• [Work instructions]: Please change every "marker" in the entries below to "pin" and leave the rest of each line unchanged.

(Saved data entries)
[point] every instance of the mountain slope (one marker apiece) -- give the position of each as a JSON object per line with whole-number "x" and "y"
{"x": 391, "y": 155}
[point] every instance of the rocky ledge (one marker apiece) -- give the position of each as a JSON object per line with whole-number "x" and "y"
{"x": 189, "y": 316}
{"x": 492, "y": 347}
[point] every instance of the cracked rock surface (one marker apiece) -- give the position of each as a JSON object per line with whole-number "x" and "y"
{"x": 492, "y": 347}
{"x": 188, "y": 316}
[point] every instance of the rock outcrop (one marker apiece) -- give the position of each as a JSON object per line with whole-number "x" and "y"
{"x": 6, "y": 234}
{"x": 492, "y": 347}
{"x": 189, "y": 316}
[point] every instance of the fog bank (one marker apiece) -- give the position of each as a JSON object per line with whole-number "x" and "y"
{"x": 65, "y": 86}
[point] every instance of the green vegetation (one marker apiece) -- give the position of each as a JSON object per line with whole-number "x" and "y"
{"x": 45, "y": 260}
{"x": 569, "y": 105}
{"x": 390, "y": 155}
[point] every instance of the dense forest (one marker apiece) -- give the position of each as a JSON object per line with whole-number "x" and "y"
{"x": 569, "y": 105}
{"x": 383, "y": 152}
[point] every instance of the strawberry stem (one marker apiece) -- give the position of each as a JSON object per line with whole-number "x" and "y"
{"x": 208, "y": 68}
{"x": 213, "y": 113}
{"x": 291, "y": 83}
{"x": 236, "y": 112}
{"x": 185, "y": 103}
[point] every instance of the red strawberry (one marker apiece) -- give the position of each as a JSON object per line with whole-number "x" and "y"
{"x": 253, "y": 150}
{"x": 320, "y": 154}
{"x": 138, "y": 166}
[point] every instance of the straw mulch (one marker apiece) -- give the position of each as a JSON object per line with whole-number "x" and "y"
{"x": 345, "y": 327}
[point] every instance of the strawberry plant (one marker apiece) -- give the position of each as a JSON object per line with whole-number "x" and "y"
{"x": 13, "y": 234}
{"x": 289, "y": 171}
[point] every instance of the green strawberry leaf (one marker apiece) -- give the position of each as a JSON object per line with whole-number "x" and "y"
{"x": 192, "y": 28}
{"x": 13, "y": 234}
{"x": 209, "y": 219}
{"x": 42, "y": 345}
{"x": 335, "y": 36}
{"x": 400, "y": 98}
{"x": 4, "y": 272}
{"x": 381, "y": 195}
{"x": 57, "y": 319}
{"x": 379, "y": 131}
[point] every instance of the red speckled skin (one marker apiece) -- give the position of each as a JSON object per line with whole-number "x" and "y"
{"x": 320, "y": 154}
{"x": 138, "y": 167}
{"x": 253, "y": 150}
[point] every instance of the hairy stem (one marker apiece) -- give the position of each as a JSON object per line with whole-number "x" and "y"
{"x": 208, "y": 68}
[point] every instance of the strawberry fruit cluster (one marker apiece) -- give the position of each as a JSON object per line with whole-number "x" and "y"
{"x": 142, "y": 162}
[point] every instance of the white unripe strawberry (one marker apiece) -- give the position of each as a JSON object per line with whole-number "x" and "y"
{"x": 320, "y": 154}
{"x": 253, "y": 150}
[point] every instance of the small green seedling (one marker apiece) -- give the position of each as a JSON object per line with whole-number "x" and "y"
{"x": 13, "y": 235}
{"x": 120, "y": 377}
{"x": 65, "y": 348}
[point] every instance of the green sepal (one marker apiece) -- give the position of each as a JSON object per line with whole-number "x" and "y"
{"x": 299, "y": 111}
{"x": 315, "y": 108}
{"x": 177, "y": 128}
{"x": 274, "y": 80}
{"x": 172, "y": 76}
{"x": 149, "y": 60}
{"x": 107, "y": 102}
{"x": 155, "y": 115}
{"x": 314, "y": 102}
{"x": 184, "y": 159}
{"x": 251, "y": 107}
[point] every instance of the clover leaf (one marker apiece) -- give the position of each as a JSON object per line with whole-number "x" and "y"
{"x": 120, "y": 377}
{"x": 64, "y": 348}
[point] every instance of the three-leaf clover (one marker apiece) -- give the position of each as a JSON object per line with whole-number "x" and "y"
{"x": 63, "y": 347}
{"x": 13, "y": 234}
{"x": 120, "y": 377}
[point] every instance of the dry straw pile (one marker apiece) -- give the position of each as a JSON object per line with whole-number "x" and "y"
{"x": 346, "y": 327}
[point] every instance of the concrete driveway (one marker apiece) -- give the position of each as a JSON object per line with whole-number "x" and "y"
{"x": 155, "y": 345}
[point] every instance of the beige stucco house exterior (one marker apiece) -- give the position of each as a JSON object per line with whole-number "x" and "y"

• [Written answer]:
[point] every instance of the mountain slope (one pin apiece) -- give the position of each as a JSON object per line with whole-number "x" and "y"
{"x": 391, "y": 155}
[point] every instance of the rocky ledge (one pin apiece) -- give the position of each as a JSON object per line with whole-number "x" and "y"
{"x": 189, "y": 316}
{"x": 492, "y": 347}
[point] every instance of the cracked rock surface (one pin apiece) -- give the position of each as a JSON object per line with whole-number "x" and "y"
{"x": 492, "y": 347}
{"x": 188, "y": 316}
[point] every instance of the rock outcrop (one pin apiece) -- give the position of each as a JSON object per line with whole-number "x" and "y"
{"x": 6, "y": 234}
{"x": 492, "y": 347}
{"x": 189, "y": 316}
[point] every instance of the fog bank (one pin apiece) -- give the position of each as a JSON object per line with whole-number "x" and "y"
{"x": 65, "y": 86}
[point] every instance of the green vegetation (one pin apiece) -- give the position of each as a JSON object per line with whole-number "x" and "y"
{"x": 45, "y": 260}
{"x": 569, "y": 105}
{"x": 390, "y": 155}
[point] every instance of the dense forest (one pin apiece) -- give the position of each as a JSON object per line with whole-number "x" and "y"
{"x": 569, "y": 105}
{"x": 383, "y": 152}
[point] every instance of the strawberry stem (one pin apiece) -- give the position of each as a JSON object per line with whole-number "x" and "y"
{"x": 208, "y": 68}
{"x": 213, "y": 113}
{"x": 291, "y": 83}
{"x": 236, "y": 112}
{"x": 185, "y": 103}
[point] every instance of the red strawberry (one pin apiece) -- give the position of each as a JSON object per line with whole-number "x" and "y"
{"x": 253, "y": 150}
{"x": 320, "y": 154}
{"x": 138, "y": 166}
[point] every instance of the straw mulch (one pin apiece) -- give the position of each as a JSON object per line with whole-number "x" and "y"
{"x": 345, "y": 327}
[point] every instance of the strawberry plant (one pin apiece) -- give the position of each as a JSON object per line with whole-number "x" and "y"
{"x": 13, "y": 234}
{"x": 289, "y": 171}
[point] every instance of the green strawberry leaf (one pin apiece) -- give the position of each as a JSON object per line with whole-number "x" and "y"
{"x": 192, "y": 28}
{"x": 13, "y": 234}
{"x": 209, "y": 219}
{"x": 42, "y": 345}
{"x": 335, "y": 36}
{"x": 400, "y": 98}
{"x": 4, "y": 272}
{"x": 381, "y": 195}
{"x": 57, "y": 319}
{"x": 379, "y": 131}
[point] every instance of the red speckled skin (one pin apiece) -- give the position of each as a JSON object per line with whole-number "x" and "y"
{"x": 320, "y": 154}
{"x": 138, "y": 167}
{"x": 253, "y": 150}
[point] every instance of the hairy stem (one pin apiece) -- give the position of each as a JSON object per line with whole-number "x" and "y"
{"x": 208, "y": 68}
[point] every instance of the strawberry fruit cluster (one pin apiece) -- give the position of each as a JSON object per line with whole-number "x" and "y"
{"x": 142, "y": 162}
[point] every instance of the white unripe strawberry (one pin apiece) -- give the position of each as a JSON object per line with whole-number "x" and "y"
{"x": 320, "y": 154}
{"x": 253, "y": 150}
[point] every instance of the small green seedling (one pin apiece) -- give the position of each as a JSON object per line with whole-number "x" and "y"
{"x": 13, "y": 235}
{"x": 120, "y": 377}
{"x": 65, "y": 348}
[point] every instance of the green sepal (one pin apiece) -- give the position of each as a JSON object per line with whole-number "x" and "y"
{"x": 299, "y": 111}
{"x": 315, "y": 108}
{"x": 177, "y": 128}
{"x": 274, "y": 80}
{"x": 172, "y": 76}
{"x": 149, "y": 60}
{"x": 107, "y": 102}
{"x": 155, "y": 115}
{"x": 314, "y": 102}
{"x": 184, "y": 159}
{"x": 251, "y": 107}
[point] every instance of the clover leaf (one pin apiece) -- give the position of each as a JSON object per line with whole-number "x" and "y"
{"x": 120, "y": 377}
{"x": 64, "y": 348}
[point] every instance of the three-leaf clover (one pin apiece) -- give the position of each as a JSON object per line with whole-number "x" and "y"
{"x": 63, "y": 347}
{"x": 13, "y": 234}
{"x": 120, "y": 377}
[point] every instance of the dry straw pile (one pin apiece) -- give the position of each as a JSON object per line with whole-number "x" and "y"
{"x": 346, "y": 327}
[point] every instance of the concrete driveway (one pin apiece) -- give the position of each as a JSON object per line with whole-number "x" and "y"
{"x": 155, "y": 345}
[point] every instance of the beige stucco house exterior (one pin apiece) -- give the position of each as a JSON object per line with whole-number "x" and "y"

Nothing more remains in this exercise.